→ **Extracted text**:
There are so many healthy choices here in Portland an I’m sure I haven’t even scratched the surface in terms of trying them all out. Here is a list of some of restaurants that I have either  been to or have heard good things about. Did I miss any? Let me know and I’ll add them to our resource list!

 

Prasad/Harlow

Sister restaurants, Prasad and Harlow bring similar menus to the table, serving up two very different areas of town. Focused on fresh, conscious cuisine that is gluten free and mostly vegan, both restaurants offer delicious, creative food and beverages. Harlow has amazing breakfast options, including juice and bowl combos, roasted veggies, smokey tempeh and/or farm fresh eggs and lemon poppyseed pancakes. Both restaurants also offer lunch and dinner options, including bowls, veggie burgers, salads and soups, not to mention tons of smoothies and juices.

→ **Exercise inputs**:
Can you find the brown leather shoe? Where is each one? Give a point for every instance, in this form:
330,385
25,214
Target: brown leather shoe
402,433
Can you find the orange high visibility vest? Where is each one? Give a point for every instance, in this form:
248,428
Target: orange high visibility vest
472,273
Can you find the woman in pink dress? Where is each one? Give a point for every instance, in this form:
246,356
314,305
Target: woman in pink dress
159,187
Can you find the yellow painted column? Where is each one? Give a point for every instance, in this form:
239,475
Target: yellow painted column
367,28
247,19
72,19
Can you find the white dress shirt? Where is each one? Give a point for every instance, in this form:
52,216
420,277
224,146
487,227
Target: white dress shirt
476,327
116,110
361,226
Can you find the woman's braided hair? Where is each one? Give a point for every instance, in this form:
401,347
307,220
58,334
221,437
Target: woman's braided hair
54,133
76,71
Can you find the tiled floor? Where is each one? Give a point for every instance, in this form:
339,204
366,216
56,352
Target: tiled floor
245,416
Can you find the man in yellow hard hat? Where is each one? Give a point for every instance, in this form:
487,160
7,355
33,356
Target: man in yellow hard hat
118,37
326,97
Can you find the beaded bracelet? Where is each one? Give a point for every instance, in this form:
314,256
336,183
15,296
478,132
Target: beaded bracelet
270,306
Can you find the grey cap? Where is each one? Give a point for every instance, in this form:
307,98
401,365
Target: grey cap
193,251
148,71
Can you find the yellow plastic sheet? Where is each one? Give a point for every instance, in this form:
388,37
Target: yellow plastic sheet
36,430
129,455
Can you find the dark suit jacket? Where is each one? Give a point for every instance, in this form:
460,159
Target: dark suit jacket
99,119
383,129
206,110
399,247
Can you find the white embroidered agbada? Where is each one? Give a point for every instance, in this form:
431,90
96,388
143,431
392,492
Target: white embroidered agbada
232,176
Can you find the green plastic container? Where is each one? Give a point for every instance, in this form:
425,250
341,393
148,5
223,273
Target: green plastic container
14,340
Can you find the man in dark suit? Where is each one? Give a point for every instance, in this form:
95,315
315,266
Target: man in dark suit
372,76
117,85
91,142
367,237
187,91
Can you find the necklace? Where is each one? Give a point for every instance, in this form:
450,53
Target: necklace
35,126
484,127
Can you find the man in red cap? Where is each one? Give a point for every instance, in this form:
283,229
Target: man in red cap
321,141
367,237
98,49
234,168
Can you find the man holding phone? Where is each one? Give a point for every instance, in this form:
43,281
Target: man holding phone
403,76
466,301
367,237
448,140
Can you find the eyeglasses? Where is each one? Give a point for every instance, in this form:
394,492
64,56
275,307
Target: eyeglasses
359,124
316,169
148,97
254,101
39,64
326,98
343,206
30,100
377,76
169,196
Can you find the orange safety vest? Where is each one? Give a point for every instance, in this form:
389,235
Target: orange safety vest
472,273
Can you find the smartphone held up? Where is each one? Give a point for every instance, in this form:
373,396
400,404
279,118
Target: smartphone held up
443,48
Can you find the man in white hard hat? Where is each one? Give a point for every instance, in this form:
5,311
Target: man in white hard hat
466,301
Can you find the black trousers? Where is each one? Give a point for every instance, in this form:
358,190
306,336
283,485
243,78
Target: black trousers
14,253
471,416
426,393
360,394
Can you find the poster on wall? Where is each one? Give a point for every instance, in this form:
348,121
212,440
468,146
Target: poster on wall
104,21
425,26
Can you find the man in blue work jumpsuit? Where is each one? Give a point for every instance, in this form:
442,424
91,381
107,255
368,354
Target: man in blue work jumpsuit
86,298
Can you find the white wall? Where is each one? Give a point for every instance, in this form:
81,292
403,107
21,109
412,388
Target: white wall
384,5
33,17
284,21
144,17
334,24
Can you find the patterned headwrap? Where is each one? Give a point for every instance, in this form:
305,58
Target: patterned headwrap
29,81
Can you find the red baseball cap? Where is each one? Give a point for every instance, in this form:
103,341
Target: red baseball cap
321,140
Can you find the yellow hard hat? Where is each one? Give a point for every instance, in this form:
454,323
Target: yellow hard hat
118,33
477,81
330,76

→ **Requests**:
(a) Reproduce the entries from the line containing "Can you find the white wall?" through the last entry, inclusive, word for word.
(b) Continue the piece on healthy restaurants in Portland from its final sentence.
The restaurant text and the entries have separate, unrelated origins.

→ **Replies**:
(a)
Can you find the white wall? Where is each one? Give a point for every instance, in this form:
81,292
403,107
21,109
412,388
Target: white wall
384,5
33,17
284,21
144,17
334,24
Can you find the patterned headwrap? Where is each one? Give a point for every instance, in this form:
305,58
Target: patterned headwrap
29,81
Can you find the red baseball cap? Where is each one? Give a point for every instance, in this form:
103,341
Target: red baseball cap
321,140
Can you find the yellow hard hat? Where is each one? Give a point for every instance, in this form:
454,323
Target: yellow hard hat
118,33
477,81
330,76

(b)
Blossoming Lotus

Blossoming Lotus wins the creativity award for vegan food. They also have many raw food options. With menu choices like “live sushi” sunflower seed pate, pecan chorizo and baked cashew brie, this restaurant proves anyone wrong who says eating vegan is too limiting. Vegan or not, Blossoming Lotus is sure to inspire you to want to eat more consciously and get more creative with your diet.

 

Laughing Planet/Dick’s Kitchen

Laughing Planet and it’s sister restaurant Dick’s Kitchen can both be described as healthy fast food. While Laughing Planet focuses on bowls, burritos and salads, Dick’s Kitchen favors the Paleo diet and serves humanely raised beef burgers, as well as special guest bison, elk, venison and wild boar burgers. Dick’s also has the crispiest baked fries you will every come across and yummy seasonal veggie sides.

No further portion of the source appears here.